Ce scandale pourrait accélérer les appels à une réglementation plus stricte des logiciels espions. En Europe, où la protection des données est une priorité, des voix s’élèvent pour limiter l’usage de ces technologies. Le Règlement Général sur la Protection des Données (RGPD) offre un cadre, mais il ne couvre pas pleinement les abus liés à la surveillance étatique.
Certains experts suggèrent la création d’un organisme international pour superviser l’industrie des spywares. Une telle initiative pourrait imposer des normes éthiques et des audits réguliers pour s’assurer que ces outils ne sont pas utilisés à des fins illégales.
Que Nous Réserve l’Avenir ?

● **Consigne 1**:
Recopiez tels quels les enregistrements en partant de leur première ligne et en terminant par la ligne qui contient « point(466, 750) », celle-ci comprise.

● **Liste des enregistrements**:

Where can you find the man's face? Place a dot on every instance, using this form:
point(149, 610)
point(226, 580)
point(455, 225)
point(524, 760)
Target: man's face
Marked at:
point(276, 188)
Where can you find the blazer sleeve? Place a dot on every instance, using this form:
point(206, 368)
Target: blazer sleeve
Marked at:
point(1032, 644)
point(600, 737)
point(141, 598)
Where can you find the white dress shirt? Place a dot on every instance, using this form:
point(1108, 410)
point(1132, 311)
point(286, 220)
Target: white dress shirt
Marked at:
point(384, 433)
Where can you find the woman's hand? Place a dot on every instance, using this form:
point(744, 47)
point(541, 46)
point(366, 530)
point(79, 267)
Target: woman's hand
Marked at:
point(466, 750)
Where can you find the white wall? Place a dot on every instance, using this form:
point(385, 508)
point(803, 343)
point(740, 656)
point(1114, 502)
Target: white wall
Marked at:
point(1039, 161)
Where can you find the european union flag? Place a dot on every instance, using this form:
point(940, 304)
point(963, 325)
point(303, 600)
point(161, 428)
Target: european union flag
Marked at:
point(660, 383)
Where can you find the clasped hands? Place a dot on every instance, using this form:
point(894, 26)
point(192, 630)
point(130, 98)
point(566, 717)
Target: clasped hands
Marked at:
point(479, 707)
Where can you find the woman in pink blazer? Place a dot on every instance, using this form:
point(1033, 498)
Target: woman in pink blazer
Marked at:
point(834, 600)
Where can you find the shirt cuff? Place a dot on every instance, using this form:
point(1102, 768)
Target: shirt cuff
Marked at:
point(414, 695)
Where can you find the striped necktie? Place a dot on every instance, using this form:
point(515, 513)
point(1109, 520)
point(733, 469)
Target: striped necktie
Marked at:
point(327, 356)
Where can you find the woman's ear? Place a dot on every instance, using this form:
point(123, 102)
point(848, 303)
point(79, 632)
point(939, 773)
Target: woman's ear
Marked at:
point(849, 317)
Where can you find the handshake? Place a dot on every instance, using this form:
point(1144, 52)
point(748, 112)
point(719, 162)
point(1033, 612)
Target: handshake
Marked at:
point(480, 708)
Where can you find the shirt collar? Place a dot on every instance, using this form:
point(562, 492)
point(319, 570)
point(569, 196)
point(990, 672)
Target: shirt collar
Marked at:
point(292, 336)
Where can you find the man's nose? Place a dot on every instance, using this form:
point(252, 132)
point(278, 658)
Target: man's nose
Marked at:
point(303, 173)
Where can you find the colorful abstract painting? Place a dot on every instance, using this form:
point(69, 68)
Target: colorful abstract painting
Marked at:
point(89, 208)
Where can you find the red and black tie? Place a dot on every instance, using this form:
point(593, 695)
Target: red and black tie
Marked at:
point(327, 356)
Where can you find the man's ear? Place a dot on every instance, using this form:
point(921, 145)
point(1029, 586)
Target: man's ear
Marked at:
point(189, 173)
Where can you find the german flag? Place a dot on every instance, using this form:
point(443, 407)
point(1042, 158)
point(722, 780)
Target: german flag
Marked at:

● **Consigne 2**:
D'après l'extrait à lire, que suggèrent certains experts pour encadrer l'industrie des logiciels espions ?

● **Réponse rédigée 1**:
Where can you find the man's face? Place a dot on every instance, using this form:
point(149, 610)
point(226, 580)
point(455, 225)
point(524, 760)
Target: man's face
Marked at:
point(276, 188)
Where can you find the blazer sleeve? Place a dot on every instance, using this form:
point(206, 368)
Target: blazer sleeve
Marked at:
point(1032, 644)
point(600, 737)
point(141, 598)
Where can you find the white dress shirt? Place a dot on every instance, using this form:
point(1108, 410)
point(1132, 311)
point(286, 220)
Target: white dress shirt
Marked at:
point(384, 433)
Where can you find the woman's hand? Place a dot on every instance, using this form:
point(744, 47)
point(541, 46)
point(366, 530)
point(79, 267)
Target: woman's hand
Marked at:
point(466, 750)

● **Réponse rédigée 2**:
La création d'un organisme international pour superviser l'industrie des spywares.